Request.
Convert the lines of the listing from the line with "Query: <item>ocean</item>" to the line with "[(659, 215), (660, 179), (0, 178), (0, 421), (657, 421)]", both included, into a Markdown table with the columns Num and Content, giving each line's row number and the line itself and omitting blank lines.

* start Input data *

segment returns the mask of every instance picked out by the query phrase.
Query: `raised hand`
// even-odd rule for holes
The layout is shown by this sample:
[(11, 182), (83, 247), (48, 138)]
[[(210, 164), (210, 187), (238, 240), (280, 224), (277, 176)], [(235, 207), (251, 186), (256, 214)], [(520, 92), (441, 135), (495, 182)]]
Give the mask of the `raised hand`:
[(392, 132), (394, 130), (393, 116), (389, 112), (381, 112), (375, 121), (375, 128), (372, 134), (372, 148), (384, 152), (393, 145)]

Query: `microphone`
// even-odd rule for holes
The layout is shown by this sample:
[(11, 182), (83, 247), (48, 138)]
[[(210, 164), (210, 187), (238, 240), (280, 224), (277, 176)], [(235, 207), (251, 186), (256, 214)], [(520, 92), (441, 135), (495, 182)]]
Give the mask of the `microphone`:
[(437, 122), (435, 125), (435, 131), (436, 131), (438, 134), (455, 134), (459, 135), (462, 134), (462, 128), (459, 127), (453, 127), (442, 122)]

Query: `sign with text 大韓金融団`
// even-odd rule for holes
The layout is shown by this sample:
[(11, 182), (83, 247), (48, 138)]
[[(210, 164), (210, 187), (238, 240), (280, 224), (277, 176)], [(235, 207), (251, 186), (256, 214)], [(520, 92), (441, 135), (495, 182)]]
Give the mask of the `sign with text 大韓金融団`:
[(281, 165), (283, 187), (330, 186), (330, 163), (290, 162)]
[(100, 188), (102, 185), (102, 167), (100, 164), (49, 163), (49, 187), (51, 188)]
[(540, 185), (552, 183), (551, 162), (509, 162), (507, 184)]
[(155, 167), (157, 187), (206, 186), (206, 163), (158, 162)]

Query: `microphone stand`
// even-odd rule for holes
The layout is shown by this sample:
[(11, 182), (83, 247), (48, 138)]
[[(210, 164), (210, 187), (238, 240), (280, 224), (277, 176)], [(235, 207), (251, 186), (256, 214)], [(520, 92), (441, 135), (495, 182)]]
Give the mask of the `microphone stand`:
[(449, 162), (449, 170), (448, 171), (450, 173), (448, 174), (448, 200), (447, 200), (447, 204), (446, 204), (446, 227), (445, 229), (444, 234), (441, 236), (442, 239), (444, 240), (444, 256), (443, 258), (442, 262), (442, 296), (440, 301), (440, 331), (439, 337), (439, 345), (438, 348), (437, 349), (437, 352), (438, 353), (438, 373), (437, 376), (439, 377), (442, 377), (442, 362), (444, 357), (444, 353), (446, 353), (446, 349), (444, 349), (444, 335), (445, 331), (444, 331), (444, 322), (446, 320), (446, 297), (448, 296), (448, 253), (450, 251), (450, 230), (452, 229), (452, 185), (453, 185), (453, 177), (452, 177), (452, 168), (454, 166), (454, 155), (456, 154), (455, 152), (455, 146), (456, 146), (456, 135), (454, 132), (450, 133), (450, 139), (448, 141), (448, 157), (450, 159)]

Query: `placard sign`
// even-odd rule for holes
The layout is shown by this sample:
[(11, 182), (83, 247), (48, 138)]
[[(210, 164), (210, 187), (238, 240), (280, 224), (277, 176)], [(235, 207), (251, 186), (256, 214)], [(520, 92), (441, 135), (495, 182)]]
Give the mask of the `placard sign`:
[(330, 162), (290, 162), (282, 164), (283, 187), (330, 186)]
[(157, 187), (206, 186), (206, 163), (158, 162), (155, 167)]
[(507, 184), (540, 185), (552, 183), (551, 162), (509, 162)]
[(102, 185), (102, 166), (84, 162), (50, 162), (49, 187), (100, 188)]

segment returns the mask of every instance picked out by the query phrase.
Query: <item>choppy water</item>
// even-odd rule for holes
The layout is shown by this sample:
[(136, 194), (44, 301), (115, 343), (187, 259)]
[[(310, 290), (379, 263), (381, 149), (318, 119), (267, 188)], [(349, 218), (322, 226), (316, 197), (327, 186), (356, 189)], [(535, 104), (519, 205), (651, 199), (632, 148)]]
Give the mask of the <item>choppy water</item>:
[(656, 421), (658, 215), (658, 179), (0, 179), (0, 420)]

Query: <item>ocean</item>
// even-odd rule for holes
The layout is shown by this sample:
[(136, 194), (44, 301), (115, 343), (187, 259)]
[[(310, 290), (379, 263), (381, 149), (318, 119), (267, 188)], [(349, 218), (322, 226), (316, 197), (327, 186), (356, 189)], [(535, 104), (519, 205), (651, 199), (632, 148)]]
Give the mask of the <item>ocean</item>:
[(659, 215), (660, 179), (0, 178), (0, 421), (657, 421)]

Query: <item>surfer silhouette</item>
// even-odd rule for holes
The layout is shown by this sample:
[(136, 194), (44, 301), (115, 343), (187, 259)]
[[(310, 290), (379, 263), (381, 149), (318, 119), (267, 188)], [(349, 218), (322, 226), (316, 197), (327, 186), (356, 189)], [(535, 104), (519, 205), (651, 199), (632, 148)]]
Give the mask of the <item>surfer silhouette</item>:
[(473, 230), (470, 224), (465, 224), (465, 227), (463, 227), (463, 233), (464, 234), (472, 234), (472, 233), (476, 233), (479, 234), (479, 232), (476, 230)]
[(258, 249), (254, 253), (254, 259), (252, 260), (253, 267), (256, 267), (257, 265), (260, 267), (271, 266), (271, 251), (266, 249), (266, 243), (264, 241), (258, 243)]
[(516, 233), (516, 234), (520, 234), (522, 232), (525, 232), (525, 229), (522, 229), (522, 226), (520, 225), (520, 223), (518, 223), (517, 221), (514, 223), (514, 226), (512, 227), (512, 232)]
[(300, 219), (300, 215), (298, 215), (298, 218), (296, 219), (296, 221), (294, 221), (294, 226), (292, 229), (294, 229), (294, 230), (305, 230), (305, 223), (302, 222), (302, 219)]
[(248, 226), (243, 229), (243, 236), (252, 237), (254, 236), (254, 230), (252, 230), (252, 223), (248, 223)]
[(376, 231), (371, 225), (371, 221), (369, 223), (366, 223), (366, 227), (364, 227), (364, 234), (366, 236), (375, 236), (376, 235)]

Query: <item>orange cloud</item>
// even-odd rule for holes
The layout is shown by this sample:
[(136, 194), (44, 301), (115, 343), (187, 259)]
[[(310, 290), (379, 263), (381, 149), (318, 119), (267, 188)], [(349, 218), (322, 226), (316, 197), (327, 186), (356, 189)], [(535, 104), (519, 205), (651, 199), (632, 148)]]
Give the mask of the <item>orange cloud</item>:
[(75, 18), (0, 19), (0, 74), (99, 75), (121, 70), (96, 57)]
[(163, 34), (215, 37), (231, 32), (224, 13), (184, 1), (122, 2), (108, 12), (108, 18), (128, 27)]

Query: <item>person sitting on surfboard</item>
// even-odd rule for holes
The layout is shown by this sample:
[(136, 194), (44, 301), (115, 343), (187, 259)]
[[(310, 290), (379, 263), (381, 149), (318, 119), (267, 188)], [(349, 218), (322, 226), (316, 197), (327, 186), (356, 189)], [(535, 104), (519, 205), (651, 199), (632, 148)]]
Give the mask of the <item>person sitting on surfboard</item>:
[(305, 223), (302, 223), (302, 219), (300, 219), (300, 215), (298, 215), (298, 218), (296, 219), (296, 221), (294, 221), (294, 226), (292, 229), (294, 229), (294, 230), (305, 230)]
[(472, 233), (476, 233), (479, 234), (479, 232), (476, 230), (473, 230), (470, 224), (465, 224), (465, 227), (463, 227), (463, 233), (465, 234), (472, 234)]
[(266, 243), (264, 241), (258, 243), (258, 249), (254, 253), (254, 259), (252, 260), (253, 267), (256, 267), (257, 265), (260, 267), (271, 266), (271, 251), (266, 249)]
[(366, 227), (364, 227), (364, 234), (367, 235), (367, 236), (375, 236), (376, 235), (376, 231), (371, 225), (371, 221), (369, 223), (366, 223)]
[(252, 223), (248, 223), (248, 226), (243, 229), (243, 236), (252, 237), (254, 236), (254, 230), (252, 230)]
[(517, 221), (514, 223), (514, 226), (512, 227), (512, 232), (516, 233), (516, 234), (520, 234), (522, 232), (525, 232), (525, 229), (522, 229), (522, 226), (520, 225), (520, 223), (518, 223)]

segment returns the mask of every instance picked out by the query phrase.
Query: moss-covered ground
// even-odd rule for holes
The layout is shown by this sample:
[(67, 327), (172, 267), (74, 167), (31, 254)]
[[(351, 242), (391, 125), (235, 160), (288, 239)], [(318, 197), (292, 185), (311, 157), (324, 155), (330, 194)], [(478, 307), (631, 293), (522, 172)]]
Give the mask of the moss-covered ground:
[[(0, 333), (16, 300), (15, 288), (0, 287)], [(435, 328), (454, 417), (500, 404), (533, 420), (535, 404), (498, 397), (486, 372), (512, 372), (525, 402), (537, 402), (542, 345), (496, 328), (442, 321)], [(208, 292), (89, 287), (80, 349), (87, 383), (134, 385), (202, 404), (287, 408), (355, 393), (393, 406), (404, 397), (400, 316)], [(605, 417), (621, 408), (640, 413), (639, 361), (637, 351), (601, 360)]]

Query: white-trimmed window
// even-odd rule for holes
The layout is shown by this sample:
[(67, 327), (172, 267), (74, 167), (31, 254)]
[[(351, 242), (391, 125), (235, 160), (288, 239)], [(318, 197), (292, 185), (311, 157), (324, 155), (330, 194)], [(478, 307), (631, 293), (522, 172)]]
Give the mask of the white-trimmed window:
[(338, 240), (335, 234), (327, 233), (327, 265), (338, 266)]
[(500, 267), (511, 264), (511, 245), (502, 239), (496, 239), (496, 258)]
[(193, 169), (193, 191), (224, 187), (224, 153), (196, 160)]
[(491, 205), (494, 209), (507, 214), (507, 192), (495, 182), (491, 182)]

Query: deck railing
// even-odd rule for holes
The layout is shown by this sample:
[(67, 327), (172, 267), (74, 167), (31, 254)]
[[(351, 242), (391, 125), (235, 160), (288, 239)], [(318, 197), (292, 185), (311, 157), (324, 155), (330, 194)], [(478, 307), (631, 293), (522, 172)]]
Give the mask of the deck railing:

* end Input data *

Answer below.
| Num | Content |
|---|---|
| 1 | Query: <item>ocean</item> |
| 2 | // even-odd rule for holes |
| 3 | The layout is shown by this sample: |
| 4 | [(136, 194), (44, 301), (115, 343), (187, 259)] |
| 5 | [[(310, 290), (379, 263), (381, 149), (318, 119), (267, 188)], [(349, 218), (322, 226), (316, 197), (327, 186), (356, 189)], [(535, 104), (519, 205), (651, 199), (632, 148)]] |
| 6 | Give the mask of the <item>ocean</item>: |
| 7 | [(659, 215), (660, 179), (0, 178), (0, 421), (657, 421)] |